▶ [SOURCE EXCERPT]
┄┄┄┄┄┄┄┄┄┄

Oh, well! The sense of smell is just as complicated as our sense of sight.
We can correct the latter by wearing glasses but if your nose is out of
kilter, there isn't much one can do. I am not saying that Watanabe's or
Bill's noses are out. They just smell those molecules differently from
others. Their olfactory bulb is hooked up "differently" and they smell
something others don't. That is perfectly normal, my family doctor tells me.
It's a miracle anyway how we can translate a few molecules reaching our
noses into a pleasant or not so pleasant sensation in our brains, or maybe
even nothing whatsoever.

This is where Chick comes in. Don't count your money yet. Your Halcyon
fragrance has not made it to mine nor most others olfactory bulbs yet so
trying to sell one might be a little difficult unless you pretreat the
blossoms with lilac perfume. Just kidding! It is true, the nectar in some
blossoms may release a few molecules of fragrance that can be detected by
those whose olefactory bulb is fine-tuned like Bill's. For the rest of us
mortal beings (and I am saying this being well aware that I am considered a
"hosta god" according to a picture I saw recently) the molecules get zapped
somewhere between our noses and the olfactory bulb in our cranial system. Or
maybe some of us have a permanently "stopped up" noses. As for rubber tires,
just like some folks have double vision or are red/green color blind, others
might well detect the smell of (burning?) rubber tires emanate from hosta
blossoms. It's the different ways our brains are wired.

┄┄┄┄┄┄┄┄┄┄

[A run of records]
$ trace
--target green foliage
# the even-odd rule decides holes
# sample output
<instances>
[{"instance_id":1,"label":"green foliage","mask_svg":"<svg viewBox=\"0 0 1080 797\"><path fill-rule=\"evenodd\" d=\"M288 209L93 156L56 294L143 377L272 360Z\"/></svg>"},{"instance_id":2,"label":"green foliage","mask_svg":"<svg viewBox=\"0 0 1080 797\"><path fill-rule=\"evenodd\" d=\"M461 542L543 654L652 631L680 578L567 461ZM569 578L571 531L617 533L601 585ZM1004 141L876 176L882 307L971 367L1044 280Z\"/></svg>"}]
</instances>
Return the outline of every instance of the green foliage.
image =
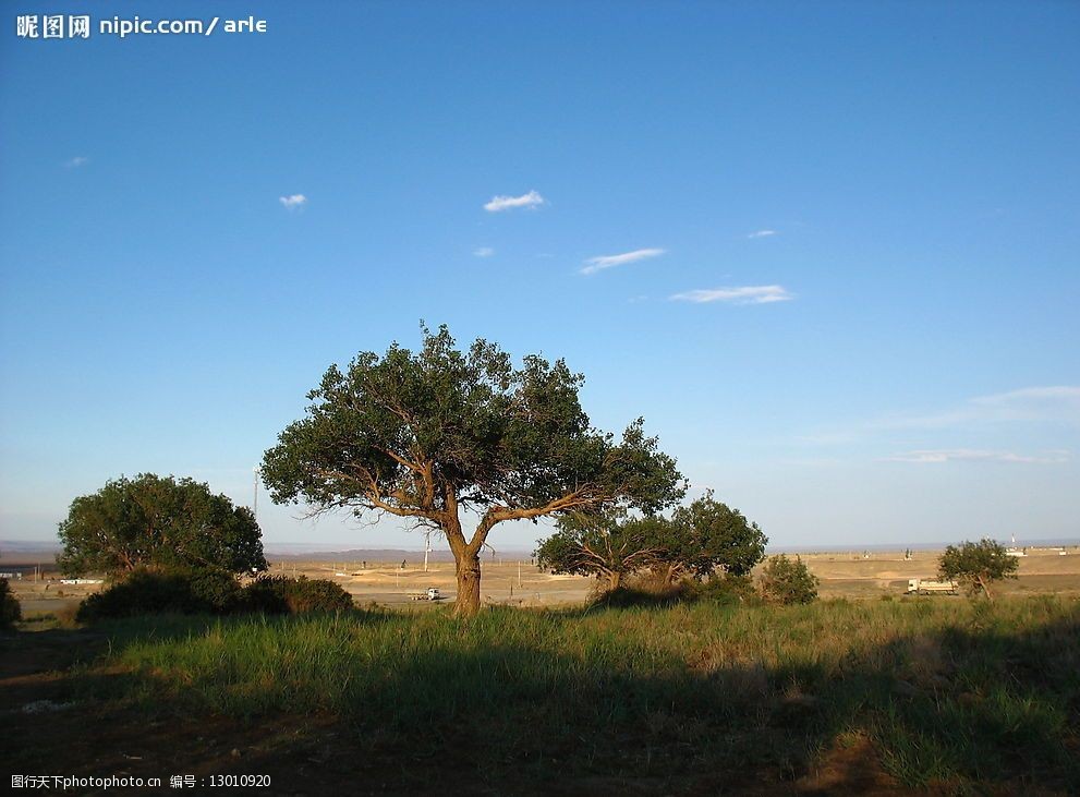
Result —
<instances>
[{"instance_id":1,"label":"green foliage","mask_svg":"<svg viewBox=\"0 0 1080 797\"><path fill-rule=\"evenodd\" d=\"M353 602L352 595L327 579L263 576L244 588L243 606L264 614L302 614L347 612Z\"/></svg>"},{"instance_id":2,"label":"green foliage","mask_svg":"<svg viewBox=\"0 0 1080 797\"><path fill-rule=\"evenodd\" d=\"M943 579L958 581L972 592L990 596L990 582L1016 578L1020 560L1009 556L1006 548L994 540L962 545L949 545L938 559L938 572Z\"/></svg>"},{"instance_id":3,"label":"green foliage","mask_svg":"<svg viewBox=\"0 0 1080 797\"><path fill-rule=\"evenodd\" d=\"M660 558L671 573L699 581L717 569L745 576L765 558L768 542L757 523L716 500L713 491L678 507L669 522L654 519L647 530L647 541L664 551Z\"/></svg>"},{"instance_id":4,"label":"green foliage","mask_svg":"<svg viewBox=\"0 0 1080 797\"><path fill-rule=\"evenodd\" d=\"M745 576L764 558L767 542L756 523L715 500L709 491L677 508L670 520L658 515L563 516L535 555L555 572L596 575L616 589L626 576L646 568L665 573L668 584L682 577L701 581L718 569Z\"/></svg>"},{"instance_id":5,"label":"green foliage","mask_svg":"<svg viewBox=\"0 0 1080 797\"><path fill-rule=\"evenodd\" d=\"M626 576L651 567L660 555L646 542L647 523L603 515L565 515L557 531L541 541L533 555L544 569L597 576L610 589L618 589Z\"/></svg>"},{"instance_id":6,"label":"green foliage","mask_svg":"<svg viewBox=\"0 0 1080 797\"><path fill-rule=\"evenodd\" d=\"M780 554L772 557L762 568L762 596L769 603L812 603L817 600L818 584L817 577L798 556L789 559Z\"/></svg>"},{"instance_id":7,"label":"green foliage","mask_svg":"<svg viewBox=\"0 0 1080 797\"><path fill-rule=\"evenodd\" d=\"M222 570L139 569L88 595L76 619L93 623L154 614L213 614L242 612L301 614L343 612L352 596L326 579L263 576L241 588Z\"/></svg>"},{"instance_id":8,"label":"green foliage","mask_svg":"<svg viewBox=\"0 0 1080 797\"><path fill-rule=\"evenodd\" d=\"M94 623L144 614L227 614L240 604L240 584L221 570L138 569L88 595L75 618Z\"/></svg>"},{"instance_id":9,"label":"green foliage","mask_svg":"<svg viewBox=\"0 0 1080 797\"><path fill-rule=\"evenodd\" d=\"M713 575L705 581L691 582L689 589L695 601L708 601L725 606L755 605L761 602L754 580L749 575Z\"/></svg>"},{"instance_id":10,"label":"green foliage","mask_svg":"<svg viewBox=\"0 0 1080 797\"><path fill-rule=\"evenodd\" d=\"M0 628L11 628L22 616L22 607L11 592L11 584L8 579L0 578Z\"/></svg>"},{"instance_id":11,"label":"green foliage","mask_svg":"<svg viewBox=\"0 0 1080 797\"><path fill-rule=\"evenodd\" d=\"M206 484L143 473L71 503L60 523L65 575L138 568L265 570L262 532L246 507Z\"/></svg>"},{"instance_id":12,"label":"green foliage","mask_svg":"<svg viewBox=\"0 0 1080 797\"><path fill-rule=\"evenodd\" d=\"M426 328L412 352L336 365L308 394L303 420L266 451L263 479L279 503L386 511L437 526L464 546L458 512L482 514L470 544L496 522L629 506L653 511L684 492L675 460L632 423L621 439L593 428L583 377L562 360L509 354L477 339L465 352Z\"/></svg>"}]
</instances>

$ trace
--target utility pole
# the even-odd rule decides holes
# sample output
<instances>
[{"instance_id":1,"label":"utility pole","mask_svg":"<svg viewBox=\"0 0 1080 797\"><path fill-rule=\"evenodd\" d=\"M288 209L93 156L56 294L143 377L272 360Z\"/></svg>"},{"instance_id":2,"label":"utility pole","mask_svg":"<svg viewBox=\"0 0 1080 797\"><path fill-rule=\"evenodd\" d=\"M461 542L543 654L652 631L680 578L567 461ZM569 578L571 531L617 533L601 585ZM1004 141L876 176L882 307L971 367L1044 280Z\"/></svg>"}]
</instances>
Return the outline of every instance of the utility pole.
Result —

┄┄┄┄┄┄┄┄┄┄

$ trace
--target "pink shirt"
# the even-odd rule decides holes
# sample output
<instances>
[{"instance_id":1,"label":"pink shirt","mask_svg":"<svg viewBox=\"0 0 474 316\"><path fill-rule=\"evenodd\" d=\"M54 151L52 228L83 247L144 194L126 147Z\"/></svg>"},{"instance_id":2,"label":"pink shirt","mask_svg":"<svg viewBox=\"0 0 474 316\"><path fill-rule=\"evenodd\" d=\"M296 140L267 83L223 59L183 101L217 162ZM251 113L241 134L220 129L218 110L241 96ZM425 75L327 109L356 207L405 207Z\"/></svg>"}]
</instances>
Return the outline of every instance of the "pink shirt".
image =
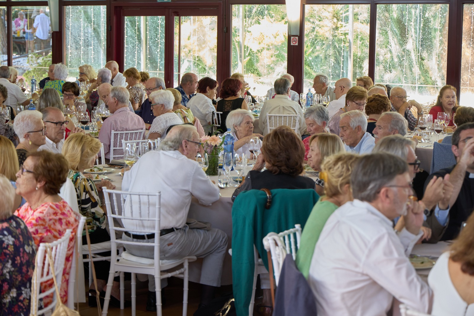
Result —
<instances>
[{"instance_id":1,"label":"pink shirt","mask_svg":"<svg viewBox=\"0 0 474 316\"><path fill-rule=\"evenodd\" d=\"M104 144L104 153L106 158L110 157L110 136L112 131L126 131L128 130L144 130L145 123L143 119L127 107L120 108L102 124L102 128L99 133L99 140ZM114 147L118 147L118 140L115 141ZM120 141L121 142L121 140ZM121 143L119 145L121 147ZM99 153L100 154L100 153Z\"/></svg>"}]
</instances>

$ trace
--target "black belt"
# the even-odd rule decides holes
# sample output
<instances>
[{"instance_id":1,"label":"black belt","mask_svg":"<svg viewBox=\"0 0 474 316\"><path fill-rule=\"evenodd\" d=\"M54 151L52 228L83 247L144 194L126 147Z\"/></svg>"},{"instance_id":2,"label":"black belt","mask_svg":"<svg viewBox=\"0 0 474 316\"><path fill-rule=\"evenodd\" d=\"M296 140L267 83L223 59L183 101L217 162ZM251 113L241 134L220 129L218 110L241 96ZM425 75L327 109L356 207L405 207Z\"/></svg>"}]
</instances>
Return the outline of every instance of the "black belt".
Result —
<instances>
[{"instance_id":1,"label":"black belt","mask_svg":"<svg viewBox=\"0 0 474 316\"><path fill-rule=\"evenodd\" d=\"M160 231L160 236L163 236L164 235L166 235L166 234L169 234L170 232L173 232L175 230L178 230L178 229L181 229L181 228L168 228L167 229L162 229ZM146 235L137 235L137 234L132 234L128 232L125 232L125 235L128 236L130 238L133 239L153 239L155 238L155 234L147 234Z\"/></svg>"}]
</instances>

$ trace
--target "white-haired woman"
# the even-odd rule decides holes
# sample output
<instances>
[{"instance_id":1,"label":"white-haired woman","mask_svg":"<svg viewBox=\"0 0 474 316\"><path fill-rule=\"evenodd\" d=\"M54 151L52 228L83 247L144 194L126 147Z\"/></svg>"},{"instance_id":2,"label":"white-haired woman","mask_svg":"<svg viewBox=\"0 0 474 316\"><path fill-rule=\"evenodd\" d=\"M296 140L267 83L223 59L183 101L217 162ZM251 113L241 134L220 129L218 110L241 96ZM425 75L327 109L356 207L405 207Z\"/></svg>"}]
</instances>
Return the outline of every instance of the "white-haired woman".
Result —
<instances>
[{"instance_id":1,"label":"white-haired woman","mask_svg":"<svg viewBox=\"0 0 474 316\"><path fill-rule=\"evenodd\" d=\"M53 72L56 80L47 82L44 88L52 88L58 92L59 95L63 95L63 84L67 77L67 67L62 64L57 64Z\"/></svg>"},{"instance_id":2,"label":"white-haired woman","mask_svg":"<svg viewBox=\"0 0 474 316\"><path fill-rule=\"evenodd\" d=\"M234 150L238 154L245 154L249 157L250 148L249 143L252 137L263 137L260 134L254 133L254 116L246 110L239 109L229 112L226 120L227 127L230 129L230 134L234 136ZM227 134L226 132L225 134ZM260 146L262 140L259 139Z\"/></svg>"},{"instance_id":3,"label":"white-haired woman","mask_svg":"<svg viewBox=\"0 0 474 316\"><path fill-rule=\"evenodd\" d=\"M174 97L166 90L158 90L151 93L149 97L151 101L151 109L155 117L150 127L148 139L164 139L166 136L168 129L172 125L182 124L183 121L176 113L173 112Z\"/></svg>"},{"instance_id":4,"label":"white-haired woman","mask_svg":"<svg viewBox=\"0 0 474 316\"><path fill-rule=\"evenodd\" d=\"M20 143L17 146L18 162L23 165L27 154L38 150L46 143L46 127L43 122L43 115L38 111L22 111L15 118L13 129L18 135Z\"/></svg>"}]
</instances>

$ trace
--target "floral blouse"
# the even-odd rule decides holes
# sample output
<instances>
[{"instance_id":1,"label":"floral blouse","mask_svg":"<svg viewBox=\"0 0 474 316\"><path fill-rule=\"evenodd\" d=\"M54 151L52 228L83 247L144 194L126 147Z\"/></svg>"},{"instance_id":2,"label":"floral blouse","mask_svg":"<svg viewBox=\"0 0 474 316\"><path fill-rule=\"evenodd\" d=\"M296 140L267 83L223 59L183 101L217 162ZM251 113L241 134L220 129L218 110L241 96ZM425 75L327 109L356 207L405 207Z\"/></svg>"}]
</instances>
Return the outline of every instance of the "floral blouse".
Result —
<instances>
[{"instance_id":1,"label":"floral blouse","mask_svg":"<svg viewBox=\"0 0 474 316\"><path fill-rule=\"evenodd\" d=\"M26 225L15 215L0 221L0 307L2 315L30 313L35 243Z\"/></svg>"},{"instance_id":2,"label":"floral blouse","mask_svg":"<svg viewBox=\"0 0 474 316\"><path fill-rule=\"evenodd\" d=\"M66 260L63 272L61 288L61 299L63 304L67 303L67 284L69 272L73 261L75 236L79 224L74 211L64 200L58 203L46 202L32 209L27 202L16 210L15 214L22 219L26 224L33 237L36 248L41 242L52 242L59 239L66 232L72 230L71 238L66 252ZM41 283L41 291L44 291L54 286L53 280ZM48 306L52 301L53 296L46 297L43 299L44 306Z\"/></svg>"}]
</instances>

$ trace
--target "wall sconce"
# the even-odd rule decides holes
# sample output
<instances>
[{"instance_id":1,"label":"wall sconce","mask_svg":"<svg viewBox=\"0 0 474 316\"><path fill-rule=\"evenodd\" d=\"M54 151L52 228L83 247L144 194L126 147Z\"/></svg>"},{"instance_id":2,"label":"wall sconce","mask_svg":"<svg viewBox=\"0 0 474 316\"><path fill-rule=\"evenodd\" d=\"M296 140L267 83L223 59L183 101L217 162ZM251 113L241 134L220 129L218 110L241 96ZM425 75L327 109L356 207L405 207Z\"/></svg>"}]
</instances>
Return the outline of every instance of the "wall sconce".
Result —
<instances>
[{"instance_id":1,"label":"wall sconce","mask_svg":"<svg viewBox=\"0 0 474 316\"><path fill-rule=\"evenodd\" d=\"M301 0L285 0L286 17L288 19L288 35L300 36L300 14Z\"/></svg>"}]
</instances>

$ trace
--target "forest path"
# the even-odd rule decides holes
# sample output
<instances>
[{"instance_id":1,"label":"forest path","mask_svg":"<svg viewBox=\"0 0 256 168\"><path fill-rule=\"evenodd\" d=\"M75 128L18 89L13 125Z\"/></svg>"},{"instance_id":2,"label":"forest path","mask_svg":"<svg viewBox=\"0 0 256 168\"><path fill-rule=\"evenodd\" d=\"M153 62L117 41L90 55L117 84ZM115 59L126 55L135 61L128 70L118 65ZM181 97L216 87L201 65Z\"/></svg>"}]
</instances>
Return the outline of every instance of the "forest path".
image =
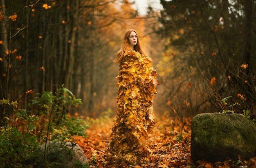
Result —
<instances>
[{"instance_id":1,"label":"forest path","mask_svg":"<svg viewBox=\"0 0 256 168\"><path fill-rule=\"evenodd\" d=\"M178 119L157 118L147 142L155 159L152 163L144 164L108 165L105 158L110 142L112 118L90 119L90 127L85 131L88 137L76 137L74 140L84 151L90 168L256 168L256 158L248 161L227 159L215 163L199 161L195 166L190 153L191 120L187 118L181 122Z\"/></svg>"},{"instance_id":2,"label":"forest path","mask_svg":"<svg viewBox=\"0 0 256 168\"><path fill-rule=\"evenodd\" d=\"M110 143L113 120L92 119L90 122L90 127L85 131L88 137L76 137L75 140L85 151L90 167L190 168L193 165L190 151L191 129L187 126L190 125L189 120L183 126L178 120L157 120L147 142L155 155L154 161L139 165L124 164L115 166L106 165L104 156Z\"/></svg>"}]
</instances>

┄┄┄┄┄┄┄┄┄┄

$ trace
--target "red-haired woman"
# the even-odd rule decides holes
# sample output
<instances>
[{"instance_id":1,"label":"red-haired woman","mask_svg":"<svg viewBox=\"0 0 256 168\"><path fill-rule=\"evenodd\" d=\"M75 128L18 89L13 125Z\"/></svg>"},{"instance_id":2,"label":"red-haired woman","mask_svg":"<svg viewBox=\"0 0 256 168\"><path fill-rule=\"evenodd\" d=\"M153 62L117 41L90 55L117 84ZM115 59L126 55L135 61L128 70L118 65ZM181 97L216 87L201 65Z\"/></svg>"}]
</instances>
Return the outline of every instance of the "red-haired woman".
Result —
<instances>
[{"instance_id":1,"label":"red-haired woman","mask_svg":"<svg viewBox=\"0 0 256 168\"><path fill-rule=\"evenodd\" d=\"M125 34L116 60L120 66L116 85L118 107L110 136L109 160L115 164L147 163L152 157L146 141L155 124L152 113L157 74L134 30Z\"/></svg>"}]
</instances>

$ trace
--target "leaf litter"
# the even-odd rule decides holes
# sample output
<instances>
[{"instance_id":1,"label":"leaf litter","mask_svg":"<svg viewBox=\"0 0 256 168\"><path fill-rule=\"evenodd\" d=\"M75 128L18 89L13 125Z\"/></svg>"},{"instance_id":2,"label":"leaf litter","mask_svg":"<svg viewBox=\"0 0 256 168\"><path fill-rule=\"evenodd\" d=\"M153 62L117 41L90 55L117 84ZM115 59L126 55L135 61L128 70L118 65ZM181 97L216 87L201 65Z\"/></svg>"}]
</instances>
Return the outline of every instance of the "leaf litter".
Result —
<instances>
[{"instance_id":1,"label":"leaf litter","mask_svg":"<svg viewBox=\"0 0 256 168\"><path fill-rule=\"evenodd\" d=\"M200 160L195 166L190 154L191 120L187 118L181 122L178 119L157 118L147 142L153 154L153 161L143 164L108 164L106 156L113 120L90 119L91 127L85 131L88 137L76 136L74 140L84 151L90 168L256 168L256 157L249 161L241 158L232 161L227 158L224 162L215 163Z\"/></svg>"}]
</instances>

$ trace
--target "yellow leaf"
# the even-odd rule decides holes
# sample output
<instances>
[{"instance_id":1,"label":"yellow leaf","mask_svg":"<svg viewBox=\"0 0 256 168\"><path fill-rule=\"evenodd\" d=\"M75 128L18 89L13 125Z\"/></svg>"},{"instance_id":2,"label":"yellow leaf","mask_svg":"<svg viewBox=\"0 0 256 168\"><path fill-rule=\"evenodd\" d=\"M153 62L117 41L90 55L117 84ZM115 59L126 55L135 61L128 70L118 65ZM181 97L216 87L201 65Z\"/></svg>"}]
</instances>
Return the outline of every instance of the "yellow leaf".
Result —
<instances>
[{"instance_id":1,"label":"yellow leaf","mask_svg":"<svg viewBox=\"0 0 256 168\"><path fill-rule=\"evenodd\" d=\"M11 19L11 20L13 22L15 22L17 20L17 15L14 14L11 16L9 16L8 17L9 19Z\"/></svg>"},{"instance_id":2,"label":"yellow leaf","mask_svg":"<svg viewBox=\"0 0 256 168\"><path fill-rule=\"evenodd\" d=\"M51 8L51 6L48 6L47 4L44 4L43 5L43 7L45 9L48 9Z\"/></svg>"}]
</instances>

┄┄┄┄┄┄┄┄┄┄

▶ [WHAT TO WORK ON]
**a)** Copy out each line of the records that contains the word "every".
**b)** Write what comes next in the passage on smell, starting after its final sentence.
The passage on smell and the records were drawn from unrelated sources.

▶ [TASK RESULTS]
**a)**
Return the outline of every instance of the green foliage.
Return the outline of every instance of the utility pole.
Return the outline of every instance of the "pink shirt".
Return the outline of every instance of the "black belt".
Return the outline of every instance of the "white-haired woman".
Return the outline of every instance of the "floral blouse".
Return the outline of every instance of the "wall sconce".
Return the outline of every instance of the "forest path".
Return the outline of every instance of the "red-haired woman".
Return the outline of every instance of the "leaf litter".
Return the outline of every instance of the "yellow leaf".

**b)**
The gist of this whole thing is that hostas should not be considered
fragrant unless they waft this olfactory gift all over the garden. If you
got to flop on your belly to detect the "fragrance" of H. venusta, we have
an olfactory detection problem and for some of us a "how in the heck am I
getting back up problem." And as for bringing hostas inside, be aware that
the nectar will absorb molecules from the inside air movements. Burning any
rubber tires inside, Bill? Just kidding. W. George

W. George Schmid
Hosta Hill - Tucker Georgia USA
Zone 7a - 1188 feet AMSL
84-12'-30" West_33-51' North

----- Original Message -----
From: <Jaspersail@aol.com>
To: <hosta-open@hort.net>
Sent: Sunday, February 23, 2003 2:13 AM
Subject: Re: High Kicker


> Thanks for the information, W. George and Bill.
>
> Bill, do you have any Chick memorabilia that smells like burnt rubber?
  ; )
> Wow, I've never noticed flowers from 'Halcyon', rupifraga, or longipes
> seedlings having any fragrance -- I'll have to use my nose a little more
next
> year.  Very interesting.  I assume your yard doesn't have a privacy fence
of
> lilacs to hide the rubber tire factory next door...   ; )
>
> --John
>
>
> <<I have noticed that several other hostas without plantagenia in their
> backgrounds have faint flower fragrances that are clearly different. Not
all
> of these are pleasant smells, but they are not in any way similar to
> plantagenia. One of the pleasant ones is 'Halcyon' which smells somewhat
> like lilac. The smell is faint, and may be more noticeable on cool
mornings.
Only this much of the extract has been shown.